• _Set problem_
Convert the records from the line with "Task: find the waterfall" through the line with "point(283, 153)" into a two-column CSV headed record_text and marked_points. Give one row per record, with its text and its answer each in a single quoted field and line breaks replaced by spaces.

- - - - - - -

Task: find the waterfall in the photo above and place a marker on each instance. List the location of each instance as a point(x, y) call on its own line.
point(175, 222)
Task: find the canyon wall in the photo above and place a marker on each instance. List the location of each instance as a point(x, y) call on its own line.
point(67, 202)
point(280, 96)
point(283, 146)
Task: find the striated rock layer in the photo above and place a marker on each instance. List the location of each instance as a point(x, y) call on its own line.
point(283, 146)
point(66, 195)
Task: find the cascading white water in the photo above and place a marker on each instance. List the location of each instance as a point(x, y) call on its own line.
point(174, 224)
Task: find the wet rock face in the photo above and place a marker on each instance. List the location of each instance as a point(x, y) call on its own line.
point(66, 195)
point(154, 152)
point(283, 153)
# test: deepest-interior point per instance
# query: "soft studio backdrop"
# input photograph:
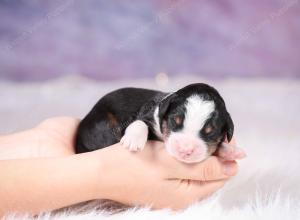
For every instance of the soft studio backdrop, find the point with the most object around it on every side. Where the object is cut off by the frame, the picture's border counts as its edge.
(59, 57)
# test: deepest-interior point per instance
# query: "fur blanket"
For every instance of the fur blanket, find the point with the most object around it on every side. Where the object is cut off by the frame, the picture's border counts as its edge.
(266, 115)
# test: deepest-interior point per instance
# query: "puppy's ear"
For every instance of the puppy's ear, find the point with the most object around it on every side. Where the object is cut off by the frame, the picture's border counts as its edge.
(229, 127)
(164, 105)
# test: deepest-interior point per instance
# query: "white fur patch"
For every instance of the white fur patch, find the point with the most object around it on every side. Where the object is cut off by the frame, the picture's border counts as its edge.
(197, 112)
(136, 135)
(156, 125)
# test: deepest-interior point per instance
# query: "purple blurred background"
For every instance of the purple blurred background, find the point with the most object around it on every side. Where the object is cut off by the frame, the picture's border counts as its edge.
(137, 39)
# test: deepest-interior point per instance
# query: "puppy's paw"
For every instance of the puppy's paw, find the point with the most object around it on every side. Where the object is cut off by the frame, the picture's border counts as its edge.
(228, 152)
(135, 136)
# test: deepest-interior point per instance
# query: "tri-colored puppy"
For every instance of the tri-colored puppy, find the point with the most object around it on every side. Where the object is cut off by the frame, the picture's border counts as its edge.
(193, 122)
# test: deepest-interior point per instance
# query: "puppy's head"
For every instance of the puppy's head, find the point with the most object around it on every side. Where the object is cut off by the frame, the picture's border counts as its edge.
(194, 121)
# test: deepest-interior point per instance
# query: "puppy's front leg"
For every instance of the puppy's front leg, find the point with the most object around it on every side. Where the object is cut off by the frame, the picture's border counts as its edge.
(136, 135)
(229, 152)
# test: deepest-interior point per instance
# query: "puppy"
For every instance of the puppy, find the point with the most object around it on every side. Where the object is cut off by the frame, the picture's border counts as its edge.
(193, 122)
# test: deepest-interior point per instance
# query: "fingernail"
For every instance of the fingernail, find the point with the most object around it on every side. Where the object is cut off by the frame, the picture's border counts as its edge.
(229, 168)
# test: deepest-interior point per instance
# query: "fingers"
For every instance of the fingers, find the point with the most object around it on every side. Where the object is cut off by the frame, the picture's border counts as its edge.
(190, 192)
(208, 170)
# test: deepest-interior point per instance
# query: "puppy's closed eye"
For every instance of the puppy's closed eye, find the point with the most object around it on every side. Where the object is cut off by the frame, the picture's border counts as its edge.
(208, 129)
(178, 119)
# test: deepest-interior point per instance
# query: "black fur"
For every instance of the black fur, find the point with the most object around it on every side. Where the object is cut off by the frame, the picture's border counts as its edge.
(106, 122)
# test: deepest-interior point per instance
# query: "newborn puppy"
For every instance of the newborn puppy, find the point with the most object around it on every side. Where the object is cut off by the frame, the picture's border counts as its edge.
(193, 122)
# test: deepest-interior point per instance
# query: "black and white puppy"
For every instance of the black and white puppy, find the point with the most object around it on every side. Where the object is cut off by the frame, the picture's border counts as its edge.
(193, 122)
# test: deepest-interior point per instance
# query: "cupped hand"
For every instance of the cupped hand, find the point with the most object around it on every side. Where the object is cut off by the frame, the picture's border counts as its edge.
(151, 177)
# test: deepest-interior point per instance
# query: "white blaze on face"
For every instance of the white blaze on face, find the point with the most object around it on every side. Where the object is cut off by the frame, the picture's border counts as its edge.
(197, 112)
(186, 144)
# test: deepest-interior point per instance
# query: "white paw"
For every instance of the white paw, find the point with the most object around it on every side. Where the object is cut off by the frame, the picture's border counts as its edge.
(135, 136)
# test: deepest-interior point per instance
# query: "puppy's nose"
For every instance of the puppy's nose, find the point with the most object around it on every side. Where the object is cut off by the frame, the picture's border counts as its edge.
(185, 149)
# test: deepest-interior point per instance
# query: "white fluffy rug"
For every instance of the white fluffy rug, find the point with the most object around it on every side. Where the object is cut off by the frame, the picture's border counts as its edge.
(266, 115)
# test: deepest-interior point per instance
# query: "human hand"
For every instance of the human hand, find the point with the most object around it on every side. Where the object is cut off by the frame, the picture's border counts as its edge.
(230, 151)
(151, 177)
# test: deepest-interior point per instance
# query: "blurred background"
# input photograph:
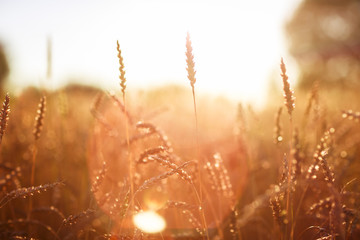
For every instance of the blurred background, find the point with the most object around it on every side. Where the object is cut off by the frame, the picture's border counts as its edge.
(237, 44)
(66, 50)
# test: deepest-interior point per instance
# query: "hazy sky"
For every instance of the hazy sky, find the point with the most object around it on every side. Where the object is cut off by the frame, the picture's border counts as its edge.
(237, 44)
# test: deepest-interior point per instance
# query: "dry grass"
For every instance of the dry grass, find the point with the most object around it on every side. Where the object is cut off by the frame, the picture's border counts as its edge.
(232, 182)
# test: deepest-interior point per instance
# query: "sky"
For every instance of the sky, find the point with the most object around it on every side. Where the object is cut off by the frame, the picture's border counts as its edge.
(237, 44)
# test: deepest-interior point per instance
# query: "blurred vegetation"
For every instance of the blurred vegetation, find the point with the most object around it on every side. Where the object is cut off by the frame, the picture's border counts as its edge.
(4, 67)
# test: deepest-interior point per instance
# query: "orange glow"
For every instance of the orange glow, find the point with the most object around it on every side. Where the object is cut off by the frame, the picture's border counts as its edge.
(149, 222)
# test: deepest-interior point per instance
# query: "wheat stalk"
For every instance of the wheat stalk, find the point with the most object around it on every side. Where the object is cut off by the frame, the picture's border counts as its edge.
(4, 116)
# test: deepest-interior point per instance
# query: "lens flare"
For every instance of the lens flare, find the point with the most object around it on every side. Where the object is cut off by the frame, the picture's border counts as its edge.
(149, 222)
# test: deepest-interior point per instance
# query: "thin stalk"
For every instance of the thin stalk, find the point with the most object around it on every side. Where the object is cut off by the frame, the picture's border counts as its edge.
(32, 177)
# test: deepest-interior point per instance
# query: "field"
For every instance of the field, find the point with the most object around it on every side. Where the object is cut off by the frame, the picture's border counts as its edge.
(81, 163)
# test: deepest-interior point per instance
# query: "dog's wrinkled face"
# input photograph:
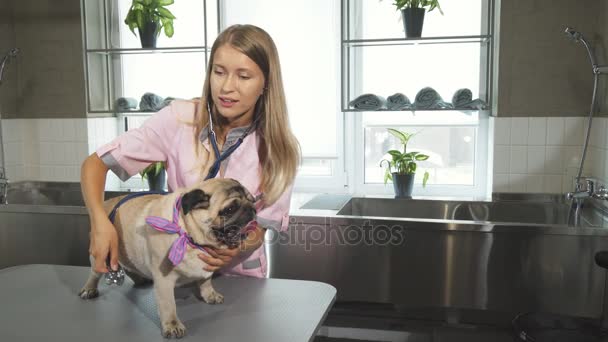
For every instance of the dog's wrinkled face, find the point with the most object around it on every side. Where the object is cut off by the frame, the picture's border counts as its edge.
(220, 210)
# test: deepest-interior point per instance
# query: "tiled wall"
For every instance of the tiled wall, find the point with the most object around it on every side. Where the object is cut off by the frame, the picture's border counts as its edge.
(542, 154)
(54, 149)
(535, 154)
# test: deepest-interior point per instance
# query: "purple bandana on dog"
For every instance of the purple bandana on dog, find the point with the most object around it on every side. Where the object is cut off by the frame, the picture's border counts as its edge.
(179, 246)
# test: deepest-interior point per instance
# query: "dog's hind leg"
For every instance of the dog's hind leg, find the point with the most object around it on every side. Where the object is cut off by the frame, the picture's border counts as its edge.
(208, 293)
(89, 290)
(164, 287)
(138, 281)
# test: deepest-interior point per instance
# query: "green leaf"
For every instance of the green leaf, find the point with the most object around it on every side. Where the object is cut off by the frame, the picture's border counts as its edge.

- - - - - - -

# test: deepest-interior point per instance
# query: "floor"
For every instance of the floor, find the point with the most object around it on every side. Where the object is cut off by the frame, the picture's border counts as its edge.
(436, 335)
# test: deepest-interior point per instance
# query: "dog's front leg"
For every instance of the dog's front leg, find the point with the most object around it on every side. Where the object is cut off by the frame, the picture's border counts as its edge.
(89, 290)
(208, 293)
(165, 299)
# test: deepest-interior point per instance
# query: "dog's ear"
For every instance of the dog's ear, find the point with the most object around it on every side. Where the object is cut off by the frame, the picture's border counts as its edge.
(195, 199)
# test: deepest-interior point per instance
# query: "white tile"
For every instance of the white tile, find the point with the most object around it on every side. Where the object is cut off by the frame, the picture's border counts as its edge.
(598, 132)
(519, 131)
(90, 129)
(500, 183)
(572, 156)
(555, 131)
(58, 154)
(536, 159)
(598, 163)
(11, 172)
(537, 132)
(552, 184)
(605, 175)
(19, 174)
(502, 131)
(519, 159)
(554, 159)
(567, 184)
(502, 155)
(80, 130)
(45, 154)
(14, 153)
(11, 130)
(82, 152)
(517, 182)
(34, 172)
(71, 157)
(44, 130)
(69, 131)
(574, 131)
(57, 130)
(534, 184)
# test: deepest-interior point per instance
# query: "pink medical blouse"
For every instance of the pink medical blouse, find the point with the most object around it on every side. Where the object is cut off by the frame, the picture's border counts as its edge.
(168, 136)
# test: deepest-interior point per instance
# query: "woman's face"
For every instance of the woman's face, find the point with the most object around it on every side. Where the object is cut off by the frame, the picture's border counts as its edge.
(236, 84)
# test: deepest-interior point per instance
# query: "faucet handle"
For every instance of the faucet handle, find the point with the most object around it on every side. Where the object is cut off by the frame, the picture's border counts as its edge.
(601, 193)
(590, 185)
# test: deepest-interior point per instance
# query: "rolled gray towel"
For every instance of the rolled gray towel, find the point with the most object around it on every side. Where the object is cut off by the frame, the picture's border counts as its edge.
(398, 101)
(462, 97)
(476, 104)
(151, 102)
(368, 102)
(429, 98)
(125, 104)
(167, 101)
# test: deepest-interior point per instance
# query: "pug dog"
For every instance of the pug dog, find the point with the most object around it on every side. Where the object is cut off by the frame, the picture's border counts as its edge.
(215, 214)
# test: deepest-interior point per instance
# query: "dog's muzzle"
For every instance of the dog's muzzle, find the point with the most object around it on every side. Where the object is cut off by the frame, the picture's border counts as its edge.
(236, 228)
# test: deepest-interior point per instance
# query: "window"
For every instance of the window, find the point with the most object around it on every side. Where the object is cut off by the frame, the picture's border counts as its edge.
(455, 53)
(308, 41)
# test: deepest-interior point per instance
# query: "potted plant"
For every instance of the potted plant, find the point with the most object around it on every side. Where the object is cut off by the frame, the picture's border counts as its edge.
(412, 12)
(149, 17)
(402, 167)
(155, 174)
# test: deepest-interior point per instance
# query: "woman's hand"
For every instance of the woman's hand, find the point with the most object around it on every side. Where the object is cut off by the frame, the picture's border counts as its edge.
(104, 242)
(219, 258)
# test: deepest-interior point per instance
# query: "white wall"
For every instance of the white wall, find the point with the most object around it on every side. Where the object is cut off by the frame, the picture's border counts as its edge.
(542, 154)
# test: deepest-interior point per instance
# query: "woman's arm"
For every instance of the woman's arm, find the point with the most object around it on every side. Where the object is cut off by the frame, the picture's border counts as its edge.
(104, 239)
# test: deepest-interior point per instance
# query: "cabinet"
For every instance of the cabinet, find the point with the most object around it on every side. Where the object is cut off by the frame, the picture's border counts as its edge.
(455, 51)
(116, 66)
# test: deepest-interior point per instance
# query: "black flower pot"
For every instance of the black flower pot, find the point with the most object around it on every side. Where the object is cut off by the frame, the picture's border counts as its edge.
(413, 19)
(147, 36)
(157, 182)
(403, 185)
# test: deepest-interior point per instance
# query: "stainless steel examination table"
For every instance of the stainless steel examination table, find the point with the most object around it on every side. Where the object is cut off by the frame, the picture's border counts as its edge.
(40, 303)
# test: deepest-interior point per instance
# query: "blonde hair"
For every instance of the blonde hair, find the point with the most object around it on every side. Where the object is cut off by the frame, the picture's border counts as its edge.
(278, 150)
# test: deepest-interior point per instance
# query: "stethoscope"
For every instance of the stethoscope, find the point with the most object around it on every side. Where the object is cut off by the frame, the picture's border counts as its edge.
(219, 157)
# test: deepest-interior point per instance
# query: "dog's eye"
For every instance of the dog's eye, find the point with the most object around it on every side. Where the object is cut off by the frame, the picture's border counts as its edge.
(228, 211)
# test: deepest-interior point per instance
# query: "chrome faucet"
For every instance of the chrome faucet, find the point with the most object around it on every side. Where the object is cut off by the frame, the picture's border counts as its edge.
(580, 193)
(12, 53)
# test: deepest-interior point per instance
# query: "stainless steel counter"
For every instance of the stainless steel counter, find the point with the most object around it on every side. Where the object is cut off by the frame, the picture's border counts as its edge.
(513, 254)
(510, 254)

- - - - - - -

• _Result_
record_text,marked_points
"Task: find the waterfall in the photo above and place a marker on each instance. List the location of each instance as a point(x, y) call on its own line.","point(175, 222)"
"Task: find the canyon wall in the photo above and place a marker on each instance. List the location of each instance as a point(x, y) call on its own line.","point(67, 202) point(280, 96) point(283, 146)"
"Task: find the striated rock layer in the photo above and place a marker on each instance. List the location of each instance as a point(x, y) call on its own line.","point(283, 146) point(66, 195)"
"Task: find the cascading white water in the photo above and place a marker on each instance. List the location of each instance as a point(x, y) call on its own line.","point(174, 224)"
"Task: find the wet rock face in the photo above and place a marker on each instance. List the location of each instance as a point(x, y) call on its own line.","point(66, 195) point(154, 152) point(283, 153)"